** start of READING TEXT **

Stock Purchase Agreement, between the Registrant and the Vicki Lee Emery Revocable Trust, dated May 6, 2021

Contract Categories: Business Finance - Stock Agreements
EX-10.20 20 ex_331026.htm ex_331026.htm

Exhibit 10.20

 

 

 

 

 

 

 

THE TRU SHRIMP COMPANY

 

STOCK PURCHASE AGREEMENT

 

 

 

 

 

 

 

 

 

 

 

THE TRU SHRIMP COMPANY STOCK PURCHASE AGREEMENT

 

THIS STOCK PURCHASE AGREEMENT (this “Agreement”), is made as of the 6th day of May, 2021 by and among The tru Shrimp Company, a Delaware corporation (the “Company”) and the Vicki Lee Emery Revocable Trust (the “Purchaser”).

 

The parties hereby agree as follows:

 

1.           Purchase and Sale of Common Stock.

 

1.1         Sale and Issuance of Common Stock.

 

Subject to the terms and conditions of this Agreement, the Purchaser agrees to purchase at the Closing and the Company agrees to sell and issue to the Purchaser at the Closing 267,953 shares of Common Stock, $0.001 par value per share (the “Common Stock”), at a purchase price of $9.33 per share. Purchaser also agrees to purchase a warrant for the right to purchase up to 75,000 shares of common stock at a price of $9.33 per share for a seven (7) year term, pursuant to the terms of the Warrant Agreement attached hereto and incorporated herein (the “Warrant”). The shares of Common Stock issued to the Purchaser pursuant to this Agreement shall be referred to in this Agreement as the “Shares.” The shares of Common Stock issuable upon exercise of the Warrants shall be referred to in this Agreement as the “Warrant Shares.” The Shares, Warrants and Warrant Shares shall together be referred to herein as the “Securities.”

 

1.2         Closings; Delivery.

 

(a)    Closing. The purchase and sale of the Securities shall take place remotely via the exchange of documents and signatures, at such other time and place as the Company and the Purchaser mutually agree upon, orally or in writing (which time and place are designated as the “Closing”).

** end of READING TEXT **
** start of RAW RECORDS **

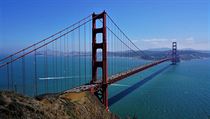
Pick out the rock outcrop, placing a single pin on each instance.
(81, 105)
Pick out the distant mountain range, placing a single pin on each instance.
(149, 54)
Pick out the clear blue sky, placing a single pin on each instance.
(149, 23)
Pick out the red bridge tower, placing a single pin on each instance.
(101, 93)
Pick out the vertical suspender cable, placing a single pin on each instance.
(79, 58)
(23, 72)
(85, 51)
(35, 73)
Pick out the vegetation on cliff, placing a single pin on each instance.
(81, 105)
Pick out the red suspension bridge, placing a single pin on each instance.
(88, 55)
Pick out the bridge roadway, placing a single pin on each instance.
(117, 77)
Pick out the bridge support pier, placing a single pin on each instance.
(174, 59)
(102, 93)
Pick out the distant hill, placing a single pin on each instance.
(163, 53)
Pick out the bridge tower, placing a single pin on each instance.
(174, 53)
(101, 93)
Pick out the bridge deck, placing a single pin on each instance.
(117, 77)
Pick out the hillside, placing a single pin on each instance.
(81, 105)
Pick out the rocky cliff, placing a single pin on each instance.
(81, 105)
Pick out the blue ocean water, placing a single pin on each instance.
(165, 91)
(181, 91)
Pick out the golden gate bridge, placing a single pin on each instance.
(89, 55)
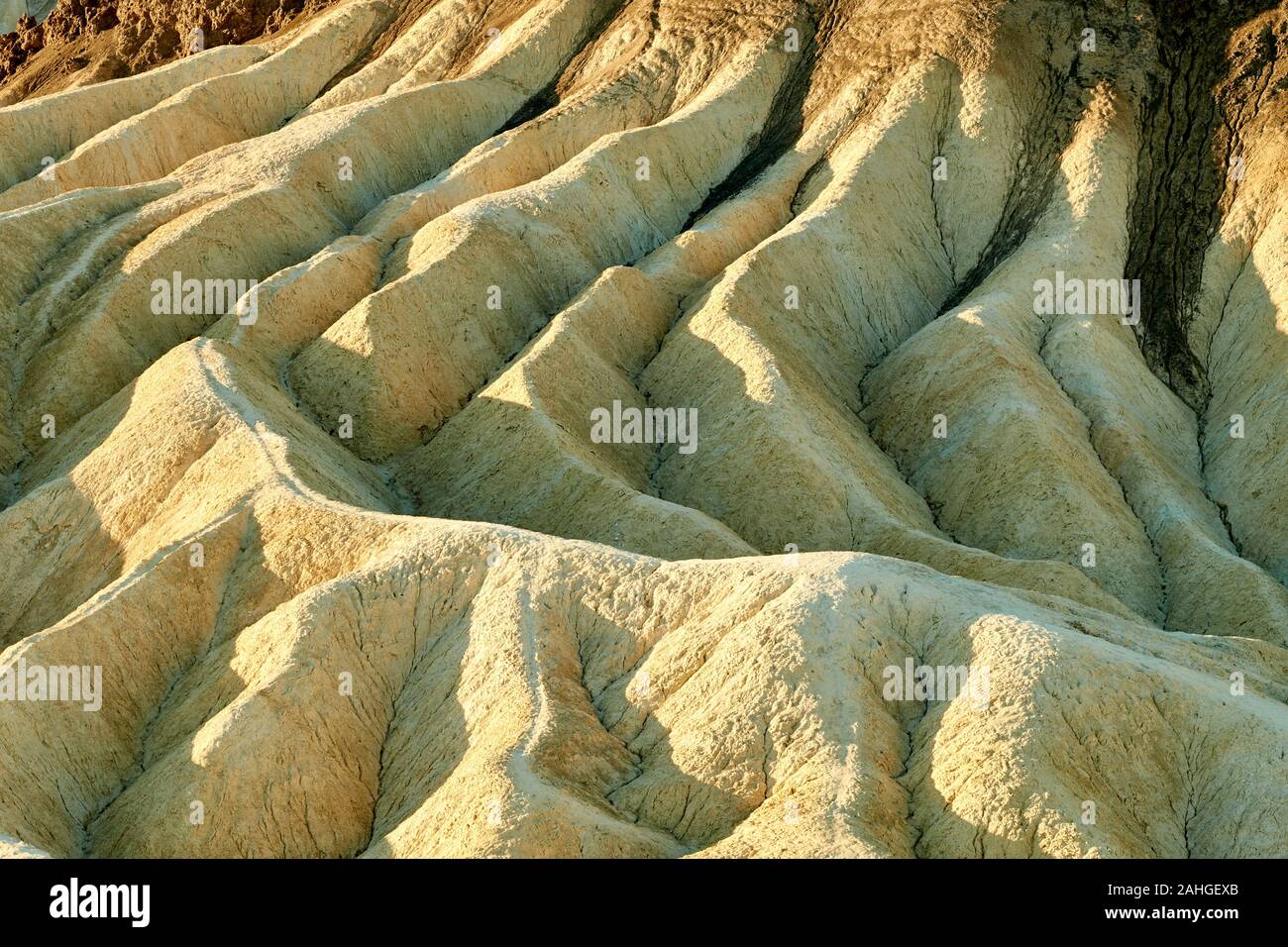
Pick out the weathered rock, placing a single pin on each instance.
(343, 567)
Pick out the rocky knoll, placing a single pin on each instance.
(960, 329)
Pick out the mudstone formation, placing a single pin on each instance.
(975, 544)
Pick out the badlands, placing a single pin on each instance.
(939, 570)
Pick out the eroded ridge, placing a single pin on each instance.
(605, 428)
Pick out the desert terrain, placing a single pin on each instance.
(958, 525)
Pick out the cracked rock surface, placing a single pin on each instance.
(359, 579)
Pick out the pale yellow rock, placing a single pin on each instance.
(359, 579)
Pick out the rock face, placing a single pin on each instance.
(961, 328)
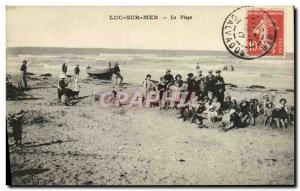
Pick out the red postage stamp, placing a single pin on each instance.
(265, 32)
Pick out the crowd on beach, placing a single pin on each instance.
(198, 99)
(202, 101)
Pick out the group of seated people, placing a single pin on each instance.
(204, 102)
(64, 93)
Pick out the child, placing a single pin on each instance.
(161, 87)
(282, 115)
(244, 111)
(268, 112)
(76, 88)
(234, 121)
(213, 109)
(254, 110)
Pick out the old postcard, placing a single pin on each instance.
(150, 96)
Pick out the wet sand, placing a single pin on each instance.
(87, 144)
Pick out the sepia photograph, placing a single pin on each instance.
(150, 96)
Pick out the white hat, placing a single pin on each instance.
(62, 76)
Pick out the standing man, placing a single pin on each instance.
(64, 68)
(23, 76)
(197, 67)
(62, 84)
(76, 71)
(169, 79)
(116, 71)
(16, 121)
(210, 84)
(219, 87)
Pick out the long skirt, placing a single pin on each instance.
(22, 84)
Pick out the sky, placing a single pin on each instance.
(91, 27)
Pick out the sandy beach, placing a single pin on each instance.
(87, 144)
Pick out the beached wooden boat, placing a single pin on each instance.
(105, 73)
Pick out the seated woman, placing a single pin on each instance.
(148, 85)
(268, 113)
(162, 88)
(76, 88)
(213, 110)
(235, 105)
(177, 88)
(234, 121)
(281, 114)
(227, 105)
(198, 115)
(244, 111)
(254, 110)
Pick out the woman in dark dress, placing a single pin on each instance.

** end of RAW RECORDS **

AIM
How many shares of common stock does the purchaser agree to buy at the closing under the stock purchase agreement?

EXERCISE RESULT
267,953 shares